### TEXT SHOWN
Every year in May we get a little obsessive about Himalayan balsam. For those who don’t know it, this is a highly invasive plant which has taken over river banks, becks and ditches across the country. Whether it’s the Ouse, the Foss or local becks like Tang Hall and Osbaldwick, you don’t have to go far without seeing its striking, tall pink flowers during summer months.
You may see the flowers full of bumblebees and rightly wonder how it can be anything but good. One of the main things that sets it apart from many of our native river sides flowering plants is that is it an annual, meaning it only lives for one season before dying completely, rather that perennials which ‘die back’ every year but grow again from the same root system each year. For an annual like balsam it can only survive through its offspring, by producing seeds which lie dormant during our cold winters only to come to life and germinate into new plants when the temperatures rise in the spring.
In theory, this could mean that if you managed to clear every growing balsam plant in one year before it sets seed, you would completely eradicate it from your site. Unfortunately, in practice this is much harder than it may sound, especially on sites where it has been not previously been managed. Balsam can easily take over an area, out-competing other native plants year after year until they die off, creating what is known as a monoculture. When the balsam dies off after seeding, and nothing else has been able to grow, it leaves large areas of exposed soil along waterways – just in time for winter floods.

### PROBLEM DESCRIPTION
According to the text on Himalayan balsam, what does it mean that the plant is an annual? The lines that come next have nothing to do with the text on Himalayan balsam.

Referring-expression pointing data
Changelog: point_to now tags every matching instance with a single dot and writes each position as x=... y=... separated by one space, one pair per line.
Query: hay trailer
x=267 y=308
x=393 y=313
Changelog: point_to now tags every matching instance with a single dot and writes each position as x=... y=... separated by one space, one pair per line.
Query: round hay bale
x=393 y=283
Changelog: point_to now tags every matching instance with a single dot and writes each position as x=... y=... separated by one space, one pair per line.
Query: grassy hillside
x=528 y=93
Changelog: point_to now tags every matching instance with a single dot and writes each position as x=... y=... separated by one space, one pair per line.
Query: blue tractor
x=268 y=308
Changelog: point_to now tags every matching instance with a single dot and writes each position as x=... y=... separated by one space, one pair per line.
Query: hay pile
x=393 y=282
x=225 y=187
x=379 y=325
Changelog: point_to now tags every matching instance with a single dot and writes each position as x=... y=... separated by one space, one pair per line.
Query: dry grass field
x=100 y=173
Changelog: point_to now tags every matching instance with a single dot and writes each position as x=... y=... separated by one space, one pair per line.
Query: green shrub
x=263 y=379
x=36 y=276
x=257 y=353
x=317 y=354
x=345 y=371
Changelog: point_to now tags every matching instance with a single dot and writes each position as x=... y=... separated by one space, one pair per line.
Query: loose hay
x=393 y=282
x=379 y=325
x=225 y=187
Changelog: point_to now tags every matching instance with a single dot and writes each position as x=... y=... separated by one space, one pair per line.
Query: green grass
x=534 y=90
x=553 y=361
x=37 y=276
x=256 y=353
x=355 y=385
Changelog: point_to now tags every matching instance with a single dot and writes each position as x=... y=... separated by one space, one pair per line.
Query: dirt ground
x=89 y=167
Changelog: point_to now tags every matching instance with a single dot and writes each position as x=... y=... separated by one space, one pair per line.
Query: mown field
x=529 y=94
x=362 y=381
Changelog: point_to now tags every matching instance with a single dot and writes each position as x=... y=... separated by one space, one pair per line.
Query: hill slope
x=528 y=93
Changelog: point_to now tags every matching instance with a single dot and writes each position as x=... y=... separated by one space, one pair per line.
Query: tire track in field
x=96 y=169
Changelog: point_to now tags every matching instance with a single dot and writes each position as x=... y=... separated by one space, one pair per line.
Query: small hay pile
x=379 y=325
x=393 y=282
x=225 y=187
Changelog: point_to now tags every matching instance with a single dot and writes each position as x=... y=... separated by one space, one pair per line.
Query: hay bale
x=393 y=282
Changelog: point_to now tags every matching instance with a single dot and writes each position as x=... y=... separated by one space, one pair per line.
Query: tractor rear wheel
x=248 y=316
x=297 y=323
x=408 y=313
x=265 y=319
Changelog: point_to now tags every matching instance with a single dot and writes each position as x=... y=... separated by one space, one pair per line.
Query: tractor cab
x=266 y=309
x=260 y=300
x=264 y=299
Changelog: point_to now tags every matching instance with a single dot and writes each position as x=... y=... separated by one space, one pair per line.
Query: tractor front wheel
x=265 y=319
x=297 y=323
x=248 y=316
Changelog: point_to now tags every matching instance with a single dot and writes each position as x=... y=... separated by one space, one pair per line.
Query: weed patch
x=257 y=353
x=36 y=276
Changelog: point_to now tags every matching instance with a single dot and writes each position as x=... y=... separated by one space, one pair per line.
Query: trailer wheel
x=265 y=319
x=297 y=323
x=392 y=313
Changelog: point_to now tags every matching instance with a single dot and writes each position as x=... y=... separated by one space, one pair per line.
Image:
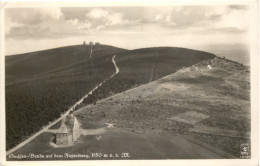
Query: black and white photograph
x=129 y=82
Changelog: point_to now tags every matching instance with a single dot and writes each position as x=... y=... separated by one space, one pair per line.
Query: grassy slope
x=222 y=93
x=41 y=85
x=141 y=66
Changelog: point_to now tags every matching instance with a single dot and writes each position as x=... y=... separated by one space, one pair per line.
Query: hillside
x=198 y=112
x=210 y=104
x=141 y=66
x=41 y=85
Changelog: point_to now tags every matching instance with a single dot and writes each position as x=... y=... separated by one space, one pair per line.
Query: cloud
x=39 y=23
x=100 y=19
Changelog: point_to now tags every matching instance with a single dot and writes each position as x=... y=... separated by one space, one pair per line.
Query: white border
x=254 y=42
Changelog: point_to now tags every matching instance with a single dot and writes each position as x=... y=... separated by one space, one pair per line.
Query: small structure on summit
x=68 y=132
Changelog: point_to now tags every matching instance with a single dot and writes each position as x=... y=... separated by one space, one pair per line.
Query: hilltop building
x=69 y=131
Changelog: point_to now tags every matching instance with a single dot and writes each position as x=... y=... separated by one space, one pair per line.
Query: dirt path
x=72 y=108
x=90 y=55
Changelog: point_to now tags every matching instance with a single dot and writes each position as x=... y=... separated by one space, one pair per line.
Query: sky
x=196 y=27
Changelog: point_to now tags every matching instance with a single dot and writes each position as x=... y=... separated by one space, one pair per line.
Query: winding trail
x=90 y=55
x=72 y=108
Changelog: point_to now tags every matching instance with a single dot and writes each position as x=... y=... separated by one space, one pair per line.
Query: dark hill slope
x=30 y=65
x=141 y=66
x=41 y=85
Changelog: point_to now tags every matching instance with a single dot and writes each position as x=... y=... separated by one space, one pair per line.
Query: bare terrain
x=202 y=111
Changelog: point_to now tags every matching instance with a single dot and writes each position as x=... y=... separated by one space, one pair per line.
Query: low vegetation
x=42 y=85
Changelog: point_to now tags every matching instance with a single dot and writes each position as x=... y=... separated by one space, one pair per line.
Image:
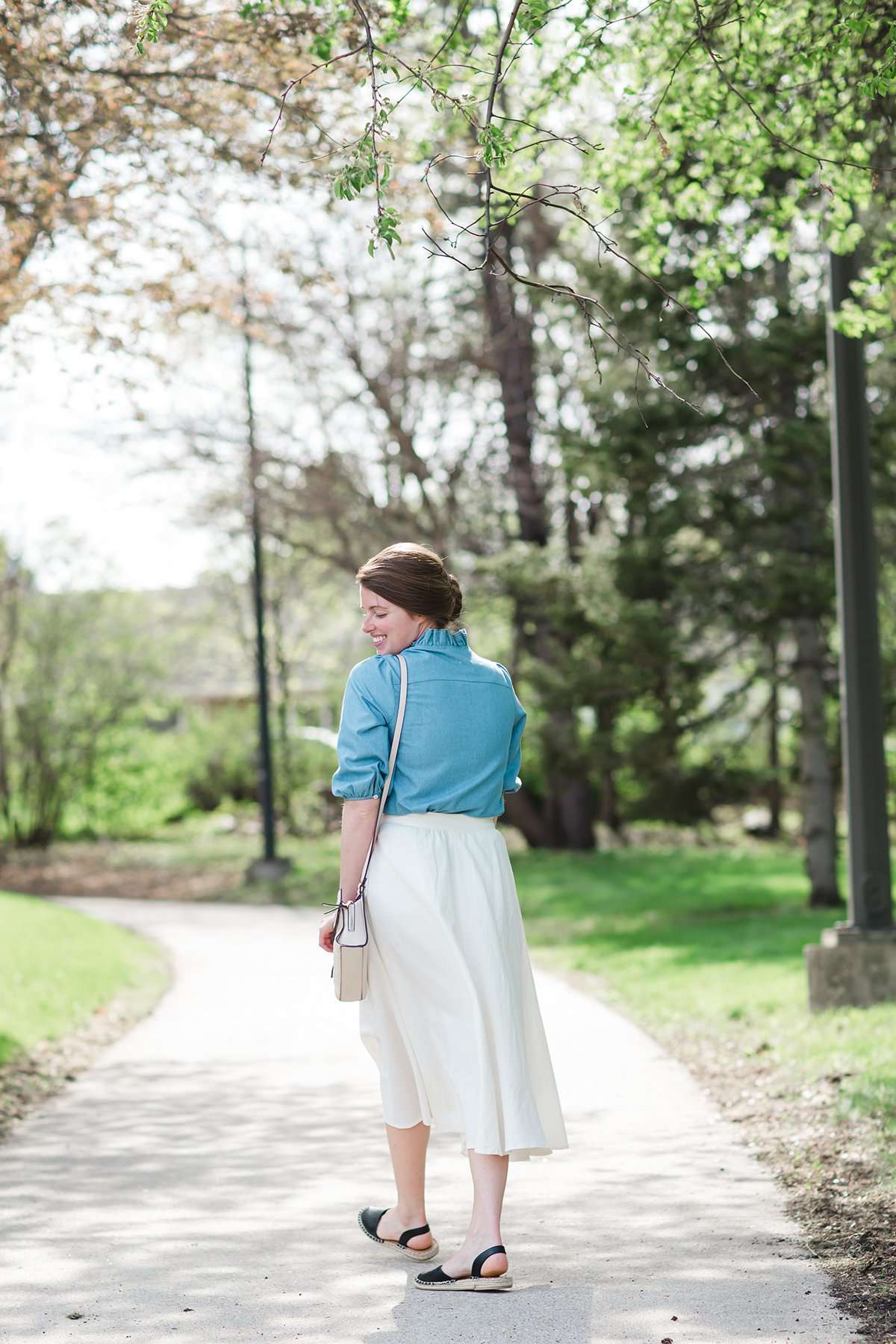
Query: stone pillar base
x=852 y=968
x=267 y=870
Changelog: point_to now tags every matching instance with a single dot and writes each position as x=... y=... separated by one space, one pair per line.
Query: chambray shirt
x=460 y=747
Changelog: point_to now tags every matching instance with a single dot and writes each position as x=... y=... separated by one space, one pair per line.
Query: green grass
x=58 y=965
x=707 y=945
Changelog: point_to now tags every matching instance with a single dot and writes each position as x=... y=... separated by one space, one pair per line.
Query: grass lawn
x=57 y=967
x=706 y=947
x=703 y=947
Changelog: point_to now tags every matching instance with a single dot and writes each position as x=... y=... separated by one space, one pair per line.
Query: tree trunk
x=802 y=520
x=568 y=815
x=817 y=789
x=774 y=742
x=609 y=813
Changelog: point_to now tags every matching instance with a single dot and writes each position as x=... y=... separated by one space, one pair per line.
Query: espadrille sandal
x=473 y=1283
x=368 y=1222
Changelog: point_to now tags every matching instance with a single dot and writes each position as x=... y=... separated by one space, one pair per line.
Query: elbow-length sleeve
x=363 y=741
x=512 y=781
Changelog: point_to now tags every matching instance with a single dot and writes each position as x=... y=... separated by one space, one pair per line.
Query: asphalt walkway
x=203 y=1180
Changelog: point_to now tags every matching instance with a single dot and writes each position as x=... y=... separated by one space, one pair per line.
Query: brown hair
x=414 y=578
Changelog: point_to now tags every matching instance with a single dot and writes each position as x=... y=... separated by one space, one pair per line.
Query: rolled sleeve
x=361 y=744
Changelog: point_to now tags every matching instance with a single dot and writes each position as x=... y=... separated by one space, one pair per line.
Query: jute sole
x=403 y=1250
x=469 y=1285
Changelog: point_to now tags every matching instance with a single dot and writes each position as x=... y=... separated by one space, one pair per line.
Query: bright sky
x=60 y=463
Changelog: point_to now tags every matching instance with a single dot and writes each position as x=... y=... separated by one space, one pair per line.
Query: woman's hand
x=326 y=932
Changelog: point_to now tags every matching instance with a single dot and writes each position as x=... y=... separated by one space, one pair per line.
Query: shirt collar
x=435 y=638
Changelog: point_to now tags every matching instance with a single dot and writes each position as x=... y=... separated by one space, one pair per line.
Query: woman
x=452 y=1016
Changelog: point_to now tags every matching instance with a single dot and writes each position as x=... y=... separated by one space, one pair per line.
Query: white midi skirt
x=452 y=1016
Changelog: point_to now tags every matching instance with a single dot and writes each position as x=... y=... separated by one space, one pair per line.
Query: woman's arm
x=359 y=819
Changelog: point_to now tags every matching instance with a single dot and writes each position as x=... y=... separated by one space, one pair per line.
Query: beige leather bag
x=349 y=932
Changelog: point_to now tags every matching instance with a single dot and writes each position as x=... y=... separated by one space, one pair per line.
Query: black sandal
x=368 y=1222
x=473 y=1283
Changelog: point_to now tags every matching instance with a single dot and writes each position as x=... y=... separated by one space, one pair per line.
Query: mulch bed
x=89 y=873
x=835 y=1174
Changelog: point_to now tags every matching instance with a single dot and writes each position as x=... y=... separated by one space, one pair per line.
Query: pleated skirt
x=452 y=1016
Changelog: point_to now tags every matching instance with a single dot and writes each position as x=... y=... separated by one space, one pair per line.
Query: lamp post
x=856 y=961
x=269 y=866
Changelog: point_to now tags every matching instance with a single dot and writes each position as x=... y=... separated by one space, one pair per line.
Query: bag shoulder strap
x=396 y=735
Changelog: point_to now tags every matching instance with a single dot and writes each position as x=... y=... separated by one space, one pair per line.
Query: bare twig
x=293 y=84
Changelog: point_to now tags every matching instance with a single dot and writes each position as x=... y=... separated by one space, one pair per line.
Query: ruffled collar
x=435 y=638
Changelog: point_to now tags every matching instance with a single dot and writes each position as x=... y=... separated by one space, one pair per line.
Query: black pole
x=270 y=866
x=860 y=667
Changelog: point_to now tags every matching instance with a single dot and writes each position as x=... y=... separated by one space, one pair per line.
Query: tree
x=97 y=144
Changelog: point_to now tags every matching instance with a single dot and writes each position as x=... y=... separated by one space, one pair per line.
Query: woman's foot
x=461 y=1263
x=394 y=1222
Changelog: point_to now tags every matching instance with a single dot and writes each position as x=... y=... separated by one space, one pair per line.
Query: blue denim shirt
x=460 y=747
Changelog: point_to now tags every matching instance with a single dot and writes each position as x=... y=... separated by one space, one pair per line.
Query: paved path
x=202 y=1180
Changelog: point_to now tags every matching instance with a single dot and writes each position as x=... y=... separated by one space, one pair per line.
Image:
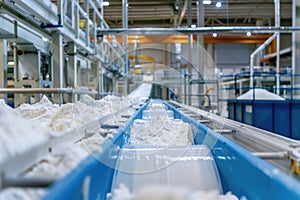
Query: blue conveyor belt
x=240 y=172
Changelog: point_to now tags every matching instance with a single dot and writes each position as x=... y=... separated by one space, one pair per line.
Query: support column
x=201 y=53
x=72 y=78
x=3 y=67
x=58 y=64
x=277 y=24
x=125 y=44
x=190 y=46
x=296 y=45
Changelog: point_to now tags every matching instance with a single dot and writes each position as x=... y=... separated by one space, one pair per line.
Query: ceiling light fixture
x=206 y=2
x=219 y=4
x=105 y=3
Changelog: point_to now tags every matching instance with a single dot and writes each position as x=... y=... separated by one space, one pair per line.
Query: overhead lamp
x=105 y=3
x=219 y=4
x=206 y=2
x=10 y=63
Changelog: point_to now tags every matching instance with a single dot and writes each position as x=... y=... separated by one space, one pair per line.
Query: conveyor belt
x=273 y=148
x=190 y=167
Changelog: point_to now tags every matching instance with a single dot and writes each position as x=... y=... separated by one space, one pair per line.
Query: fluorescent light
x=10 y=63
x=45 y=39
x=105 y=3
x=206 y=2
x=218 y=4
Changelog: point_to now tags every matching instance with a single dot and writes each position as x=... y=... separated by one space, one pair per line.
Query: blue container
x=263 y=115
x=239 y=112
x=241 y=173
x=247 y=112
x=295 y=120
x=282 y=118
x=231 y=109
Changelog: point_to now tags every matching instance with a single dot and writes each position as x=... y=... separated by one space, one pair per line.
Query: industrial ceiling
x=166 y=13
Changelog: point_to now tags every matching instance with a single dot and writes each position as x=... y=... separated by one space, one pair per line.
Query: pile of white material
x=161 y=131
x=260 y=94
x=71 y=115
x=22 y=193
x=42 y=111
x=18 y=134
x=164 y=192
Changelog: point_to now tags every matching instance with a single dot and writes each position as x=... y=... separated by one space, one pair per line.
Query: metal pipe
x=27 y=182
x=44 y=90
x=189 y=13
x=125 y=44
x=252 y=56
x=271 y=155
x=277 y=24
x=168 y=31
x=182 y=13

### ANSWER SECTION
It lives for only one season before dying completely.